---------- Data for this exercise ----------

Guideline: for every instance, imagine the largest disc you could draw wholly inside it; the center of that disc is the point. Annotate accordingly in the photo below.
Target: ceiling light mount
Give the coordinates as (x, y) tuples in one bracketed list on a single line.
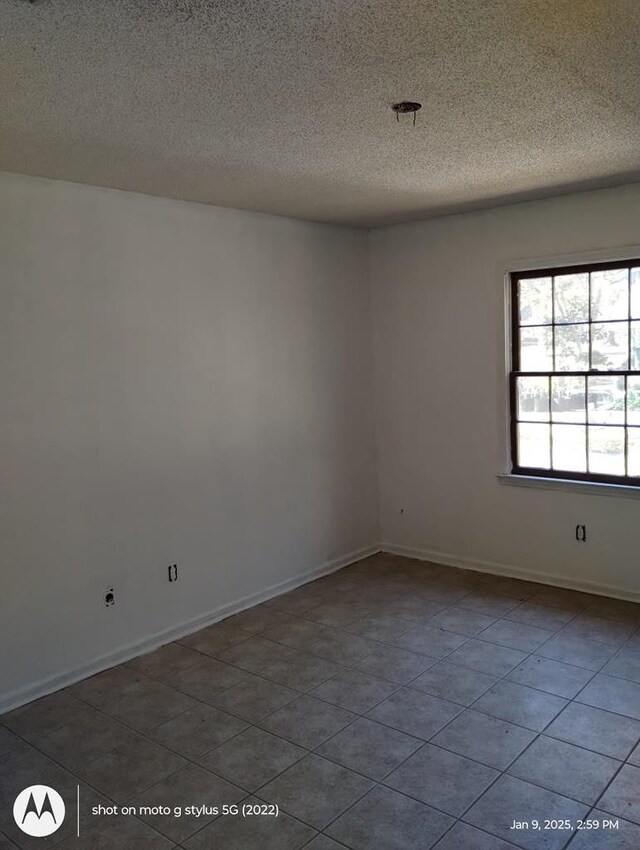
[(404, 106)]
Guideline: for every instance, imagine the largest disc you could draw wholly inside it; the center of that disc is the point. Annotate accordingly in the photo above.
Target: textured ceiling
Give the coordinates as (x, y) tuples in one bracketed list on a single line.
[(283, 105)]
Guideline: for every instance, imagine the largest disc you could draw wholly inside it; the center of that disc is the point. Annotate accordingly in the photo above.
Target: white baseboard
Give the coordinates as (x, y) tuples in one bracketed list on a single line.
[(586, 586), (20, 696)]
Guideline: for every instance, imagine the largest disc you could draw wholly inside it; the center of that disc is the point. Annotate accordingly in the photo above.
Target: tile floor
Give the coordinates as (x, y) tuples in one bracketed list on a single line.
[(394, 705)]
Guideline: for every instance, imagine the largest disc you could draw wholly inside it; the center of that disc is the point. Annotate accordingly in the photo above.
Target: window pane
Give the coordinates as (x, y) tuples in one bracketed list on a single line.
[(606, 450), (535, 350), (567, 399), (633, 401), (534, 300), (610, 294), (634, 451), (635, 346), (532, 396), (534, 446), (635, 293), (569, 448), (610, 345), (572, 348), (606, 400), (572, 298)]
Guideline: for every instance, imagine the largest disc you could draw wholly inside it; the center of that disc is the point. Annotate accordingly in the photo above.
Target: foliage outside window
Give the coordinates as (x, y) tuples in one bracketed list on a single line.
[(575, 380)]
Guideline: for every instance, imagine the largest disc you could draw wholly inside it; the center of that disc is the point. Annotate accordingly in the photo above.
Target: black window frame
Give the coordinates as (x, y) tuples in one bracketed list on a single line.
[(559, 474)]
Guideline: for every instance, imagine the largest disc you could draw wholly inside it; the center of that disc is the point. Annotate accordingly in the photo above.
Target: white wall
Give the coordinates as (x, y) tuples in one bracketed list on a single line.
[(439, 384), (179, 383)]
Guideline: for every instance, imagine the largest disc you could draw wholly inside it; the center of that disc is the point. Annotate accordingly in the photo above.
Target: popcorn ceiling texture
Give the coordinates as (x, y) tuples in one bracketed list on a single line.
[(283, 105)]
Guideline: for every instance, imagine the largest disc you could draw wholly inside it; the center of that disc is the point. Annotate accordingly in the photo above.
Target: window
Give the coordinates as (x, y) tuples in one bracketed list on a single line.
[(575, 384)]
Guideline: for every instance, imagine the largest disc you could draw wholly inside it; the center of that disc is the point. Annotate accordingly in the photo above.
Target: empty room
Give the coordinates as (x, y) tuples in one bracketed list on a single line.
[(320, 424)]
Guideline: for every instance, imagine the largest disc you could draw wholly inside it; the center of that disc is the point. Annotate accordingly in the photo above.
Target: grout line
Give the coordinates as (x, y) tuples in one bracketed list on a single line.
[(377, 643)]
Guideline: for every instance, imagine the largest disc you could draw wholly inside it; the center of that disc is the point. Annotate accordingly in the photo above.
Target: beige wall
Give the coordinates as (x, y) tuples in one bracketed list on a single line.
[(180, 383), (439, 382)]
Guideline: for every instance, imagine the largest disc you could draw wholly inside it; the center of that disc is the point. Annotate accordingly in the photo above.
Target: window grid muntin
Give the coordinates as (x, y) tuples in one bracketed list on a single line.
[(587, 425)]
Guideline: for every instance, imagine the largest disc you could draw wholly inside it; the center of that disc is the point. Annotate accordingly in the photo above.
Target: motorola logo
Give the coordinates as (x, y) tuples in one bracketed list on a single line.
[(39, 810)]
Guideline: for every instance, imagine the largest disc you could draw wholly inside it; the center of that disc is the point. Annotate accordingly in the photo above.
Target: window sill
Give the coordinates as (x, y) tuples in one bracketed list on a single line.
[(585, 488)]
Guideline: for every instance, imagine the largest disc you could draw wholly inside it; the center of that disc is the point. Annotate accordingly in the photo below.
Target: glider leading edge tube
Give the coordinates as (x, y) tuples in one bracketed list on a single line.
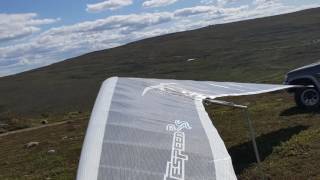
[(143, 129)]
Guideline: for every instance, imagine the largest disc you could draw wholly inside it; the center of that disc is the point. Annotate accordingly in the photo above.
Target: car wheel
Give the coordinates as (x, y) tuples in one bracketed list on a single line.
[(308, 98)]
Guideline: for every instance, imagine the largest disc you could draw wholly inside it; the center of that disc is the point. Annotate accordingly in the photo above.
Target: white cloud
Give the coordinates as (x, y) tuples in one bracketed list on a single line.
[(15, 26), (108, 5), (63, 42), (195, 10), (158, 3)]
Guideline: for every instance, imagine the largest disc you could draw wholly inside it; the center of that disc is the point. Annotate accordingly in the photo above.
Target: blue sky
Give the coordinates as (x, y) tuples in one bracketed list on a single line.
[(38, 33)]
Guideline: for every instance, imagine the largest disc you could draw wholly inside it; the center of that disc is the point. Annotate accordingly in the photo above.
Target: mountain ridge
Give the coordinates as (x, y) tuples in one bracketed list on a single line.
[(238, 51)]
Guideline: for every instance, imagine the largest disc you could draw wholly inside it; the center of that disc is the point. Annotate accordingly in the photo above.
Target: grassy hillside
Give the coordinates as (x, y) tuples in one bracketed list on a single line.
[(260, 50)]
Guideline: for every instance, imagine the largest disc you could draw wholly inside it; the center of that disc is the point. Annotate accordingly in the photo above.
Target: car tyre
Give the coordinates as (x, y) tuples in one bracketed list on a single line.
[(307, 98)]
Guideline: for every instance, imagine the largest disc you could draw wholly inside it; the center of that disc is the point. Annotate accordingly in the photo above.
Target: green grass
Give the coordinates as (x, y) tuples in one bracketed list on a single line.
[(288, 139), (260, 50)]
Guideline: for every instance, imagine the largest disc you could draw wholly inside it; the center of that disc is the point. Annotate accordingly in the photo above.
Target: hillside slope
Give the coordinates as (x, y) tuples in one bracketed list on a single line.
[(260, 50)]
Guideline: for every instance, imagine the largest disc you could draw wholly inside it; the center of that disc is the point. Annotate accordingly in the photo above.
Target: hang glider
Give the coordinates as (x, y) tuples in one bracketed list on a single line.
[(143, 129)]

----------

● What you are asked to do
Output the full set of records above without changing a word, and drop the images.

● Response below
Guideline: for every instance, imagine the largest disc you could draw wholly inside it; the center of that disc is the point. Annotate accordingly in the photo below.
Target: ceiling light mount
Give the coordinates as (x, y) tuples in one bracketed list on a single line.
[(404, 106)]
Guideline: for every instance, imagine the largest disc you could draw wholly inside it; the center of that disc is the point. Annotate accordingly in the photo above.
Target: textured ceiling
Give the coordinates as (x, y) tuples in one bracketed list on a single line.
[(283, 105)]
Guideline: for every instance, imagine the largest disc you could draw wholly inside it; the center of that disc is the point. Annotate accordingly in the photo above.
Target: white baseboard
Give the coordinates as (x, y) tuples in one bracketed list on a single line.
[(586, 586), (20, 696)]
Guideline: for every instance, imagine the largest disc you could draw wholly inside it; the center of that disc is the point. Annotate accordingly in the photo above.
Target: tile floor
Give the coordinates as (x, y) tuples in one bracketed list on a single line.
[(394, 705)]
Guideline: for every instance, imagine the largest disc you could draw wholly inside it; the center of that disc is the point. Annotate accordingly in the photo above.
Target: window pane
Give the coordinates as (x, y) tuples in one bracketed list on a single line.
[(606, 450), (535, 350), (567, 399), (633, 401), (534, 300), (610, 294), (634, 451), (635, 346), (532, 396), (534, 446), (635, 293), (569, 448), (610, 345), (572, 348), (606, 400), (572, 298)]
Guideline: for every instance, imagine the largest disc you could draw wholly inside it; the center of that disc is the point. Annotate accordingly in the photo above.
Target: foliage outside window
Give the coordinates as (x, y) tuples in one bracketed list on a single line.
[(575, 380)]
Guideline: for every instance, imagine the largest disc you could draw wholly inside it; the center of that disc is the point. Annotate accordingly in the photo above.
Target: black window frame
Give the coordinates as (x, y) tuples in one bracketed list on a single line.
[(559, 474)]
Guideline: for every instance, imagine the largest disc you could draw wholly inside it; the center of that disc is the point. Annotate accordingly in the photo above.
Target: white wall
Give the coordinates as (x, y) tuples in one bracketed list on a single line.
[(439, 384), (179, 383)]
Guideline: for every instance, imagine the largest disc you could draw wholly inside it; the center of that disc is the point. Annotate accordingly in the photo above.
Target: popcorn ceiling texture
Give the coordinates as (x, y) tuples in one bracketed list on a single line.
[(283, 105)]
Guideline: for every instance, imagine the largest disc you could draw wholly inside it; the center of that disc is the point. Annotate accordingly in the photo above.
Target: window
Give the coordinates as (x, y) tuples in one bracketed list on a single line.
[(575, 384)]
Guideline: for every instance, imagine the largest disc you could draw wholly inside it; the center of that disc is the point. Annotate accordingly in the photo above.
Target: empty room
Give the coordinates as (x, y) tuples in one bracketed list on a single line.
[(320, 424)]
Guideline: for every instance, imagine the largest disc you could draw wholly inside it; the center of that disc is the point. Annotate accordingly in the photo above.
Target: grout line
Give the coordinates as (x, y) tuples in one bracketed list on a single line.
[(377, 643)]
Guideline: for every instance, imagine the largest disc you could draw wholly inside it; the center of that disc is the point. Annotate accordingly in the photo above.
Target: beige wall
Give the coordinates as (x, y) tuples in one bracketed list on a single line.
[(180, 383), (439, 382)]
Guideline: for every instance, imagine the largest disc you could draw wholly inside it; the center of that disc is the point. Annotate accordingly in the photo above.
Target: window grid muntin
Give the coordinates as (x, y) tuples in one bracketed list on a single line.
[(587, 425)]
Guideline: for every instance, imagine the largest disc you could draw wholly inside it; the center of that disc is the point. Annotate accordingly in the photo above.
Target: motorola logo
Give the coordinates as (x, y) tuples in one bracketed list on a single line.
[(39, 810)]
Guideline: for every instance, imagine the largest disc you could draw wholly inside it; the center of that disc is the point. Annotate accordingly in the photo above.
Target: window sill
Give the coordinates as (x, y) tuples in one bracketed list on a single line.
[(585, 488)]
Guideline: for every instance, imagine the largest disc you could draw wholly inside it; the center of that disc is the point. Annotate accordingly in the photo below.
Target: glider leading edge tube
Give the coordinates as (x, y) tuples in one bracketed list on a single line.
[(143, 129)]
Guideline: for every instance, imagine the largest disc you could draw wholly inside it; the center of that disc is the point. Annotate accordingly in the photo above.
Target: car wheel
Give the coordinates as (x, y) tuples in one bracketed list on a single line.
[(308, 98)]
Guideline: for every instance, imagine the largest disc you could draw wholly inside it; the center of that disc is the point. Annotate accordingly in the photo above.
Target: white cloud
Give the coordinates as (x, y) tuples in one bracketed list on a single line.
[(15, 26), (108, 5), (63, 42), (195, 10), (158, 3)]
Guideline: for every instance, imagine the largest disc you could draw wholly inside it; the center of that disc is the point. Annotate accordingly in the photo above.
Target: blue sky
Give the coordinates as (x, y) tuples in one bracketed list on a single line.
[(38, 33)]
Guideline: for every instance, imagine the largest disc you could draw wholly inside it; the center of that disc is the point. Annotate accordingly in the photo above.
Target: mountain ridge
Give the coordinates as (x, y) tuples in one bracketed list on a single line.
[(238, 51)]
Guideline: for every instance, imagine the largest disc you could draw wholly inside it; the center of that disc is the point. Annotate accordingly in the photo above.
Target: grassy hillside
Give the coordinates as (x, y) tuples in one bracketed list on a single line.
[(260, 50)]
Guideline: for every instance, imagine the largest disc you could draw wholly inside it; the center of that disc is the point. Annotate accordingly in the photo above.
Target: car tyre
Give the coordinates as (x, y) tuples in one bracketed list on a single line.
[(307, 98)]
Guideline: for every instance, imagine the largest disc you could draw wholly inside it; the center of that disc is the point. Annotate accordingly in the photo above.
Target: green grass
Give the coordinates as (x, y) tuples in one bracketed list on a single line.
[(288, 139), (260, 50)]
Guideline: for every instance, imagine the largest disc you could draw wholly inside it; the center of that disc is the point. Annotate accordingly in the photo above.
Target: hillside slope
Give the coordinates as (x, y) tuples in one bracketed list on a single line.
[(260, 50)]
Guideline: for every instance, imagine the largest disc you could draw wholly inside it; the center of that disc is the point. Annotate accordingly in the photo above.
Target: hang glider
Give the coordinates as (x, y) tuples in one bracketed list on a single line.
[(143, 129)]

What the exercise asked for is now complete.